▶ **Requirements**
Retype the material below. Keep every word exactly as it is.

▶ **Supplied information**
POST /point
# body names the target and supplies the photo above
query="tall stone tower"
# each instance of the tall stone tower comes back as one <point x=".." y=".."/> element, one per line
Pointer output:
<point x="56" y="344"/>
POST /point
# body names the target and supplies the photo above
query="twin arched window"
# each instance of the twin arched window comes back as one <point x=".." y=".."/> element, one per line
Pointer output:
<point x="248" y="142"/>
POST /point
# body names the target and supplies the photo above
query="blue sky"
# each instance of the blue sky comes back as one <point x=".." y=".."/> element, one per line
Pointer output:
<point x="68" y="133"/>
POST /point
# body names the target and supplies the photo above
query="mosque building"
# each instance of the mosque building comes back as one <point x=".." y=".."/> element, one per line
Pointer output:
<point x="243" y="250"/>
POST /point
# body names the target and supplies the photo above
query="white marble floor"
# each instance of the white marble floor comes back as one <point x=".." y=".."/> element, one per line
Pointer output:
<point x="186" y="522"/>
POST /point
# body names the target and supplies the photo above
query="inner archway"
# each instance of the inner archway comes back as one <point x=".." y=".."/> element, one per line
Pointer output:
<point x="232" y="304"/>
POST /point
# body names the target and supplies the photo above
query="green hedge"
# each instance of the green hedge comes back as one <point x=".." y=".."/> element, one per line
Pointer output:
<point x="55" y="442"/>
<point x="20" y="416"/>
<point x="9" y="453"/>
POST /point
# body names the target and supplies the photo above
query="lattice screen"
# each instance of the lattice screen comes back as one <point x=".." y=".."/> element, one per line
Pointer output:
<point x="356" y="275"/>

▶ **Full solution**
POST /point
# body names the target and supplies the photo above
query="tall stone tower"
# each instance of the tall stone tower comes back as one <point x=".." y=".."/> element, one per line
Pointer output:
<point x="56" y="344"/>
POST /point
# body names the target and supplies the photo above
query="twin arched window"
# each instance of the twin arched window comes back as one <point x=".." y=".."/> element, one per line
Pointer output:
<point x="248" y="142"/>
POST /point
# body names the target and supplies the photo above
query="blue sky"
# each instance of the blue sky comes back as one <point x=".." y=".."/> element, one per line
Pointer output:
<point x="68" y="133"/>
POST /point
# body names the target and supplies the photo above
query="mosque building"
# each instance of the mosque building comes back as one <point x=".." y=".."/> element, one per line
Pointer output:
<point x="243" y="250"/>
POST /point
# body names the target and supplies the photo above
query="white marble floor"
# each instance of the white marble floor comes back as one <point x=".." y=".."/> element, one per line
Pointer output:
<point x="186" y="522"/>
POST /point
# body names the target and supplies the photo above
query="inner archway"
# each instance of the inner archway comes back as one <point x=".." y=".."/> element, one per line
Pointer output:
<point x="232" y="304"/>
POST /point
# body names the target and supplies the photo above
query="green hedge"
# each instance of the green hedge comes back as one <point x=".." y=".."/> element, one per line
Pointer output:
<point x="55" y="442"/>
<point x="20" y="416"/>
<point x="9" y="453"/>
POST /point
# body names the target and supplies the photo above
query="lattice screen"
# each instance of the lattice screen comes back as one <point x=".." y=".."/> element, one per line
Pointer output:
<point x="356" y="275"/>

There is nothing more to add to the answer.